### Data supplied
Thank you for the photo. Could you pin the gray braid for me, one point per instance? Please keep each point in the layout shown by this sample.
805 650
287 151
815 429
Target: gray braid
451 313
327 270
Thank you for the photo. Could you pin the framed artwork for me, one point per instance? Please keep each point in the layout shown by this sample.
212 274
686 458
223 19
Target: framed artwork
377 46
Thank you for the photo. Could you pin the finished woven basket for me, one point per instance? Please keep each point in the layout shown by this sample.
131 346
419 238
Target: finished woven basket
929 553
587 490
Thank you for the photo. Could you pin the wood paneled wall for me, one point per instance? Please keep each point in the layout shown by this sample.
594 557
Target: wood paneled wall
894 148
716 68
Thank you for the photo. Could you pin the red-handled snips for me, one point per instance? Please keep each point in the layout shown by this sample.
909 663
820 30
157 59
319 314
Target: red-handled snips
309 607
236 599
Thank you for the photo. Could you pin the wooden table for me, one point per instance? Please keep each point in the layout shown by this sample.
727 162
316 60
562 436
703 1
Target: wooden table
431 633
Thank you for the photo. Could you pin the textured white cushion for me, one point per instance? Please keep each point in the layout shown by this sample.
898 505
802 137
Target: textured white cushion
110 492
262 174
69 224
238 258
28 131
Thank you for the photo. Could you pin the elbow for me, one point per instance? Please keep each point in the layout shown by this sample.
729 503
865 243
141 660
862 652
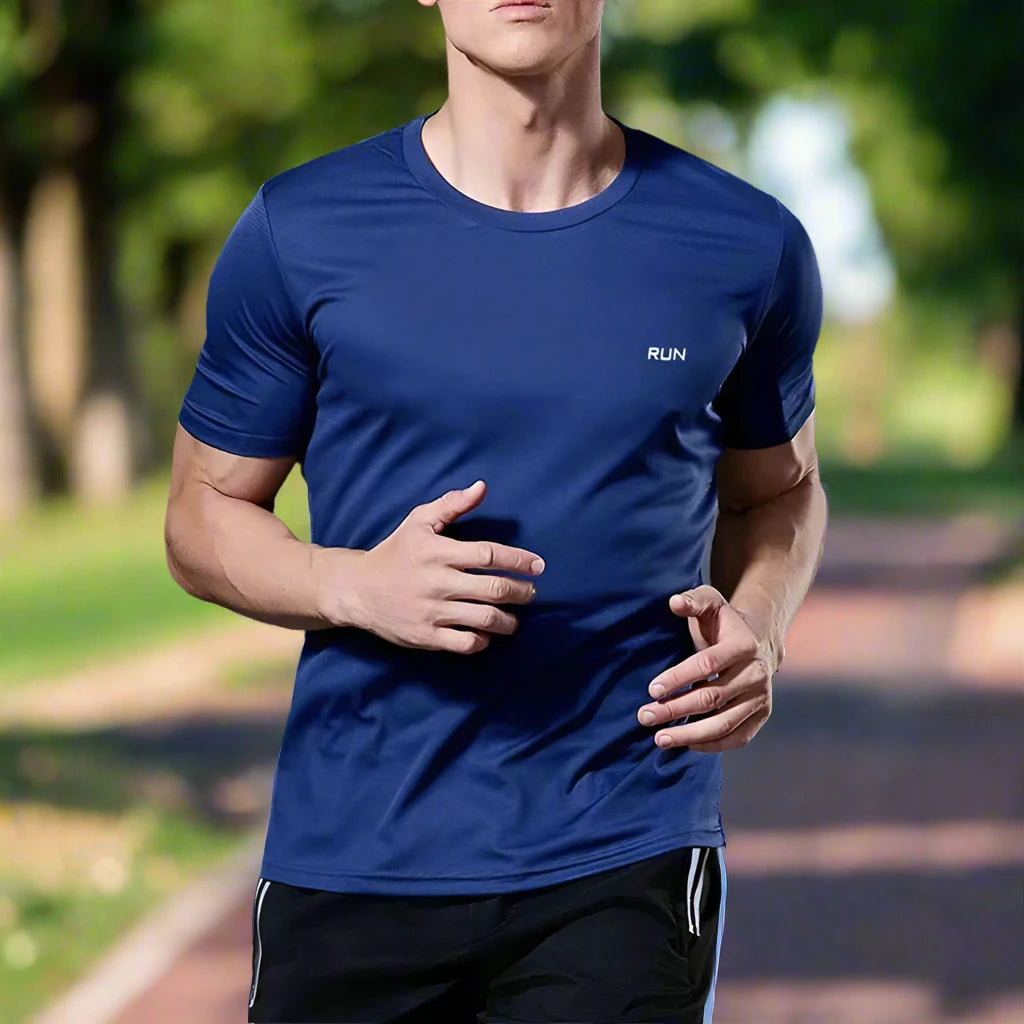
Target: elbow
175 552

### Work instructions
Once the line holding "Thank you for the photo. Could you pin the framed" is found, copy it and each later line exactly through the end of the data, leaving out the pictures.

### Response to this task
Thank you for the photo. Could you pin the framed artwork for me, one point per instance? Please keep each point in the layout shown by this sample.
212 274
686 458
223 19
Target: framed artwork
377 46
Thank you for the photo. Could you pin the finished woven basket for me, one point per instance? Please keep each point in the layout shown by this sample.
131 346
419 238
Target: finished woven basket
929 553
587 490
Thank you for the photo. Could you pin the wood paneled wall for me, one point per instance? Please keep each point in the layout shown by this sample.
594 557
Target: wood paneled wall
894 148
716 68
Thank you for the photo. Could you pin the red-handled snips for me, one point per instance? Please keep each point in the layout shown by this sample.
909 663
820 30
157 59
319 314
Target: red-handled snips
309 607
236 599
Thank you for the photo. Could you pin the wooden table for me, one point per instance? Please keep each point in the layout shown by this sample.
727 162
316 60
562 436
703 1
Target: wooden table
431 633
Thank you for the photo. Could you pin the textured white cushion for me, one point per instance? Please keep each point in the layout shown by this sample.
898 505
802 137
Target: textured white cushion
110 492
262 174
69 224
238 258
28 131
Thank you for the photo. Could you pin the elbow for me, one point per instance? Please keep each point in the layout shown by this sample.
729 503
865 243
141 660
862 652
Target: elbow
175 552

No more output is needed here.